Rewrite the entries below, replacing "marker" with "dot" and leaving everything else as it is. Leave the pictures out.
>> Begin RECORDS SUPPLIED
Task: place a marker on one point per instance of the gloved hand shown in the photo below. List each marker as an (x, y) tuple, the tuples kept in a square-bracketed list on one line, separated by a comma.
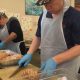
[(48, 67), (2, 44), (25, 59)]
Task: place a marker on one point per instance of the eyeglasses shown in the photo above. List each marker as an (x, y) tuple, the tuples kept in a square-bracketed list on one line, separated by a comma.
[(42, 2)]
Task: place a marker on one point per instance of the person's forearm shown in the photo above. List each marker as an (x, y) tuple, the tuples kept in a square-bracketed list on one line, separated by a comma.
[(11, 37), (68, 55), (35, 45)]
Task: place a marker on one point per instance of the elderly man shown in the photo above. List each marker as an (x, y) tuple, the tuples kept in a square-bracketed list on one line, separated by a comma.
[(58, 34)]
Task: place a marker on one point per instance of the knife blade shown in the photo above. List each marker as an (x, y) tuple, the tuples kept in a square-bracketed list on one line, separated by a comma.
[(17, 70)]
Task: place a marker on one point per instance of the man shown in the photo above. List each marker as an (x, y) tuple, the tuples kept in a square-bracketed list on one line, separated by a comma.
[(11, 35), (58, 34)]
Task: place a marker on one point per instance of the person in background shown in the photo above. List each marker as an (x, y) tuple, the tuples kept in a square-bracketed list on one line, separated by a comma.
[(11, 35), (58, 35)]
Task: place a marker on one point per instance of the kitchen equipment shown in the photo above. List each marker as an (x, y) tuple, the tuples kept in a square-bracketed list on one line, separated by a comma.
[(17, 70)]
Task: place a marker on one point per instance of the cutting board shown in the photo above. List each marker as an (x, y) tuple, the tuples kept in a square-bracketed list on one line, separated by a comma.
[(6, 72)]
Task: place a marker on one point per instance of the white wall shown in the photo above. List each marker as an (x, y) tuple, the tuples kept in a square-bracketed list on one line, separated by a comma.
[(29, 23), (17, 6)]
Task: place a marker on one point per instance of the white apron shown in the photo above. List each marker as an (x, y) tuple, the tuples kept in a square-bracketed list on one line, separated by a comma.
[(53, 43), (11, 45)]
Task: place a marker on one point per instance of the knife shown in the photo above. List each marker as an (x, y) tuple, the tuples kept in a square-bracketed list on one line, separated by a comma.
[(17, 70)]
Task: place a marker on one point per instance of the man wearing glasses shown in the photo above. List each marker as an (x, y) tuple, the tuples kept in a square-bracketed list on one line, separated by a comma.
[(58, 34), (11, 35)]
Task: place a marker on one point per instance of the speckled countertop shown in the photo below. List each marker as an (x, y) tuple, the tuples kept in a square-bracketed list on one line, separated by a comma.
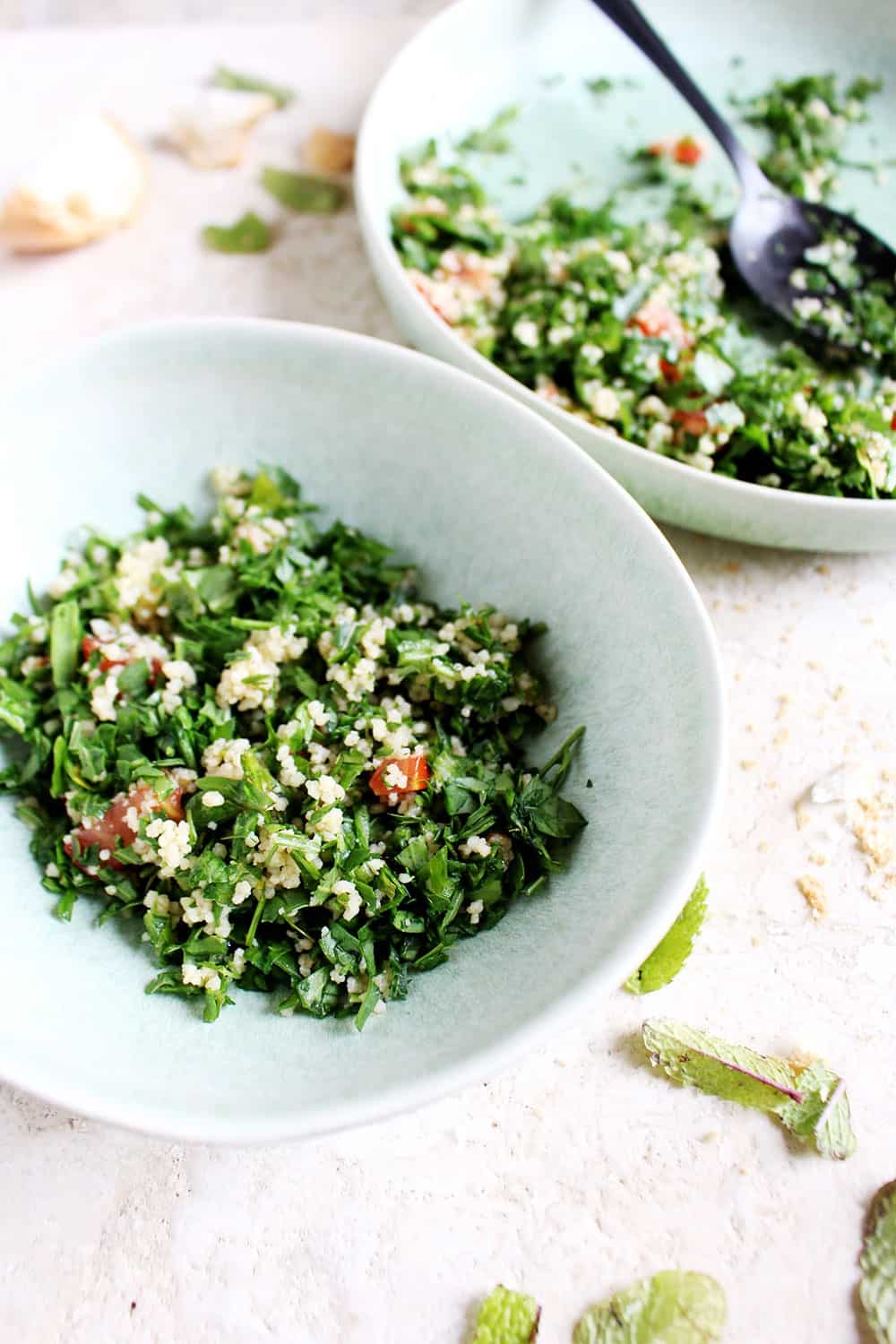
[(579, 1169)]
>> End RECORDS SUPPLIED
**SOLUTION TO THIS PROBLEM**.
Task: place a dot on one point per instance of the gloved hand shown in the photo below. List each dot as an (x, y) tuple, the tuples kept in a square-bracketed list on one line, separated by a comma.
[(48, 67), (2, 44), (25, 59)]
Task: place a dot on one point per instance of the eyeglasses shown in the photo above. List each dot as an (x, y) tuple, the tuples kept in a square-bracketed list on one line, separated by a comma.
[(42, 2)]
Task: place a dot on one point per instance of the person's forearm shown in the photo above. List each dot as an (x, y) tuple, the tuples kept in a square-bracketed list on one line, separated by a comma.
[(11, 37), (68, 55), (35, 45)]
Task: place a dot on one point per instance of the elderly man shown in the photo above. List each dot as an (x, y) tuple, the tuples kept in a square-bracketed list on one line, separated by a comma.
[(58, 34)]
Task: place a dot on one point per instance of the knife blade shown in the photo above. List each dot as an (x, y) tuple, the tuples kept in a square-bracketed list on one line, separated by a comma.
[(17, 70)]
Task: place a dot on one point per instance of the man shown in the photo above. List each dot as an (x, y) tuple, the tuples kept in a square-bracketed list on one line, separated by a comma.
[(11, 35), (58, 34)]
Task: place a dot on one point per instance of the person in background shown in the photo above. List each dot as an (x, y) tuple, the tuples kept in a square-bracketed list on one line, separated by a comma.
[(11, 35), (58, 35)]
Task: place a dot on one point per instance of the kitchen equipment shown in the photo above. List each dot as an (x, y) tuple, the tuples kept in a square-bracketed list on one line, separated by a comma.
[(17, 70)]
Task: place a dot on one point per instance of the cutting board shown in the photo above. List each dot as an (x, y) tuple, the tuples kept in a square-bracketed list on one line, separated by a comma.
[(6, 72)]
Task: place a dot on one point per instance of the white wall shown in the photo above. List each dot as an (x, y) tuple, the tuples kept in a square-bracketed list on one line, separated by a comma.
[(29, 23), (17, 6)]
Task: place a dot on one point per instance of the white apron shown in the photo above. List each dot as an (x, y) tuple, the tuples kept in a square-bracketed list on one line, separated by a comma.
[(53, 43), (11, 45)]
Task: place a dot on one point per instance of the knife shown in the photo above. List each dot as an (x, y) tuple, the tuples kept in a square-bracketed list on one line, separated by a comma.
[(17, 70)]
Task: place a dot on one point per instance of the man wearing glasses shown in the photo above. List each dot as an (x, y) tuple, the tuples kept in a square-bracketed list on one line, separated by a comma.
[(58, 34), (11, 35)]
Task: place a dot on one point per instance of the speckled countertop shown in the photo below. List each dot as an (x, y) tuple, the tuples kept in a square-bracketed list on one line, separated by a comma.
[(579, 1169)]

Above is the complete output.